(Entries from a pointing dataset)
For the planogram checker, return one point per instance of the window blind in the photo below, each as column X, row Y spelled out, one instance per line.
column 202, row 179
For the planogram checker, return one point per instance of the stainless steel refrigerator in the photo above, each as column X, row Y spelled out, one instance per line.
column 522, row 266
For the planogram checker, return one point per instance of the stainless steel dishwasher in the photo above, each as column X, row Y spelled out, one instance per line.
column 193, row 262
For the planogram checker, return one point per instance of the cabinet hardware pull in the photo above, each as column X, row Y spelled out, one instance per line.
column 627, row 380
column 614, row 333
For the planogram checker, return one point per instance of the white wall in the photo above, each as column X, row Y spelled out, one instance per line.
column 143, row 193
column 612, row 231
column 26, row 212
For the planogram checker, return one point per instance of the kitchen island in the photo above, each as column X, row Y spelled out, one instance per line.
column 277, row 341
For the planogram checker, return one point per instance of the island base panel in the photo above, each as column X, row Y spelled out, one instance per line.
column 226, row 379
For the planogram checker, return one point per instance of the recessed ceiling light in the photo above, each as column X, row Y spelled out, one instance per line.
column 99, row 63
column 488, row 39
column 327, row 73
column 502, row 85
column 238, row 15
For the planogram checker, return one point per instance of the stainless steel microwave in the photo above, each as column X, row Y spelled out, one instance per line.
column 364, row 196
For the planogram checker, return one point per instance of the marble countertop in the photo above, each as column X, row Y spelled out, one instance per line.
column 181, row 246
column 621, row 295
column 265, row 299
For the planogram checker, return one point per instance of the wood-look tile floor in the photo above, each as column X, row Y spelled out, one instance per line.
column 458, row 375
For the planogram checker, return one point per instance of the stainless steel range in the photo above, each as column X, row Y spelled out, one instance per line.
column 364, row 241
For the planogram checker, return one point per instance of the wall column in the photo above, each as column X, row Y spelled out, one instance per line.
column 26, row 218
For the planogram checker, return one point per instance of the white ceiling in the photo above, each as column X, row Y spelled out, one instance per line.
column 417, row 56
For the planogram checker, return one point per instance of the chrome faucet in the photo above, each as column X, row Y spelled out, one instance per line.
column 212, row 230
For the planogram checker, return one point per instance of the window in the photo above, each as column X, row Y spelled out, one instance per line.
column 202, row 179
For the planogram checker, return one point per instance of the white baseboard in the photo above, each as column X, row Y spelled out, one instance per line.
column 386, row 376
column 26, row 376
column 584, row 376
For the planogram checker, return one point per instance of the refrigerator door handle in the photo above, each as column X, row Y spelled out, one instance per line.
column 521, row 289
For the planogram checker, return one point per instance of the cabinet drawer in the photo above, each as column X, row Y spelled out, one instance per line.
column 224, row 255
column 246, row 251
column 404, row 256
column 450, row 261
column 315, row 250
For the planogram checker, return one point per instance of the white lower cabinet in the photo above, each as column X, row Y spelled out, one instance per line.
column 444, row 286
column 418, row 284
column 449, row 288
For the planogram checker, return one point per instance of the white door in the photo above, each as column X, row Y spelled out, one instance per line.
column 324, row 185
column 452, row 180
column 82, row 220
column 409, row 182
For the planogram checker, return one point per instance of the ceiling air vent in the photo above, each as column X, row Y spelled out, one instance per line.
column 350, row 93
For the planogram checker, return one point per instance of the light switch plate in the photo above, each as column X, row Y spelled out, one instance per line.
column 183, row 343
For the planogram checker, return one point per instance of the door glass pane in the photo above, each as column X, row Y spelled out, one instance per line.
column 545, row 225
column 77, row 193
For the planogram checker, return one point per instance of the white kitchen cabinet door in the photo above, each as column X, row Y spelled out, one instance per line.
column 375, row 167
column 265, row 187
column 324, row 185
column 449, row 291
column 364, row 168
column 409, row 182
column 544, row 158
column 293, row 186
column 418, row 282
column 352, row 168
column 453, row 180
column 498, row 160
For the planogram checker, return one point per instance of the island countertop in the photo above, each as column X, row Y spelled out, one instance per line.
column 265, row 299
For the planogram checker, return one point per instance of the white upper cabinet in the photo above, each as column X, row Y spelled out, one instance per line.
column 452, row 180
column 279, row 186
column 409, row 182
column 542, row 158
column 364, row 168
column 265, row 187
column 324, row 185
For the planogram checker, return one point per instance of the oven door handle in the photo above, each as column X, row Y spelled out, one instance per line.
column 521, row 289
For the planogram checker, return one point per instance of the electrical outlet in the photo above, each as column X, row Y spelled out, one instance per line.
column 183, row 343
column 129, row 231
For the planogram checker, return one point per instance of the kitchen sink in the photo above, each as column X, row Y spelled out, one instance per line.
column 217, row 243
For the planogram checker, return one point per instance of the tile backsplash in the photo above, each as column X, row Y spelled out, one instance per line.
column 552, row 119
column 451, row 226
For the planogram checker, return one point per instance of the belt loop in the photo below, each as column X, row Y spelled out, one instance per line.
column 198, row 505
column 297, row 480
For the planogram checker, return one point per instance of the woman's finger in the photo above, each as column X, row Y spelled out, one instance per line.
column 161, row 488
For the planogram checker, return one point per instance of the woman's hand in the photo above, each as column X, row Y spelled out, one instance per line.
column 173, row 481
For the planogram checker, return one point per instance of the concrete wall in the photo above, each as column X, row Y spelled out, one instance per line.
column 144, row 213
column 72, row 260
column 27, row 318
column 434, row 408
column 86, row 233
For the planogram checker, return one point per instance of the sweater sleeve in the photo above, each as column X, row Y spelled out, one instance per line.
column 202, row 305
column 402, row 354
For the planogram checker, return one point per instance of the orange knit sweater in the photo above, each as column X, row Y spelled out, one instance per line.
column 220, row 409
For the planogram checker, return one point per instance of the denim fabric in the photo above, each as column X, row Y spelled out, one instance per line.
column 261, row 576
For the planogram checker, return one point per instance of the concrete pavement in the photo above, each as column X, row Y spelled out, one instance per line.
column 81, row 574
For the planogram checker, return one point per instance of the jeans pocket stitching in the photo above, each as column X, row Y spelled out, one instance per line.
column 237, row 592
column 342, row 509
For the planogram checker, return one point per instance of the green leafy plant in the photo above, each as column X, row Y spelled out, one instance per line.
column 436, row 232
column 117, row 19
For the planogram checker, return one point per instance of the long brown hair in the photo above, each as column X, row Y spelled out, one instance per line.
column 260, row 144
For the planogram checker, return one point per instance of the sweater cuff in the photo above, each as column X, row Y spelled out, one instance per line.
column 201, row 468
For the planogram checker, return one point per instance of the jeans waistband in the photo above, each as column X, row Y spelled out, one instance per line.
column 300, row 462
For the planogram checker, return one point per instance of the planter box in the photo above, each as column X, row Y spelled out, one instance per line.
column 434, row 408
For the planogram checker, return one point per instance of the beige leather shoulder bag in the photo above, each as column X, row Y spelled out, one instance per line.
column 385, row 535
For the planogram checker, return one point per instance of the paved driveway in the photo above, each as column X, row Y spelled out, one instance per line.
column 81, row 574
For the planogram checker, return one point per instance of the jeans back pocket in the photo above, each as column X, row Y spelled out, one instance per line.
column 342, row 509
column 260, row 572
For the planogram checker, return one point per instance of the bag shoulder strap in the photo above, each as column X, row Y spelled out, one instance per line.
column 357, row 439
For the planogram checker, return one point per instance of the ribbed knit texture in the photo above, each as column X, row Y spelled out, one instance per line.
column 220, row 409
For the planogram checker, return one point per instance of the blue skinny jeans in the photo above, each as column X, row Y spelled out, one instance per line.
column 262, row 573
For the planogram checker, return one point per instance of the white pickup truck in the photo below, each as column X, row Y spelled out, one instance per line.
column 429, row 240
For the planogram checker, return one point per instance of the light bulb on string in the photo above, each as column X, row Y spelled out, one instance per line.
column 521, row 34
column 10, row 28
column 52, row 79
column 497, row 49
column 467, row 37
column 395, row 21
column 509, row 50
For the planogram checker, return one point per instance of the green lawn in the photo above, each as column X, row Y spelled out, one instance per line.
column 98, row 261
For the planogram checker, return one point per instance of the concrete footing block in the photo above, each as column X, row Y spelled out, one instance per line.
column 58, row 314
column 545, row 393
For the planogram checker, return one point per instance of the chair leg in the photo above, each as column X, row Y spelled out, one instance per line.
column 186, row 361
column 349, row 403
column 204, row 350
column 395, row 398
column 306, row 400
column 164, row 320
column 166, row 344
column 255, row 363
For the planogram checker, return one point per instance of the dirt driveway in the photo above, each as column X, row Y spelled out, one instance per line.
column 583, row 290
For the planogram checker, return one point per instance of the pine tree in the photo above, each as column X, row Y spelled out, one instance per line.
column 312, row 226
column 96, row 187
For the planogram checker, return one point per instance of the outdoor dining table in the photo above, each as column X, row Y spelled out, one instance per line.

## GIVEN TASK
Recast the material above as a JSON list of strings, covering only the lines from the one containing "stainless steel dishwasher" down to the one containing "column 238, row 15", with both of those lines included. Give one string per line and leave out any blank lines.

## SOLUTION FOR THIS TASK
[
  "For the planogram checker, return one point per instance of the stainless steel dishwasher in the photo above, each as column X, row Y spelled out, one instance per line.",
  "column 193, row 262",
  "For the planogram checker, return one point per instance of the cabinet hardware pull in the photo above, each as column X, row Y spelled out, one instance per line.",
  "column 627, row 380",
  "column 614, row 333",
  "For the planogram checker, return one point per instance of the white wall in the photo above, each as column X, row Y spelled out, one instance per line.",
  "column 143, row 193",
  "column 612, row 231",
  "column 26, row 212",
  "For the planogram checker, return one point per instance of the kitchen island in the photo above, each as column X, row Y spelled out, one instance per line.",
  "column 277, row 341",
  "For the planogram checker, return one point per instance of the island base panel in the photo above, each as column X, row Y spelled out, one instance per line.",
  "column 226, row 379",
  "For the planogram checker, return one point per instance of the recessed ceiling light in the photo above, each as column X, row Y spelled out, one instance per line.",
  "column 99, row 63",
  "column 488, row 39",
  "column 327, row 73",
  "column 502, row 85",
  "column 238, row 15"
]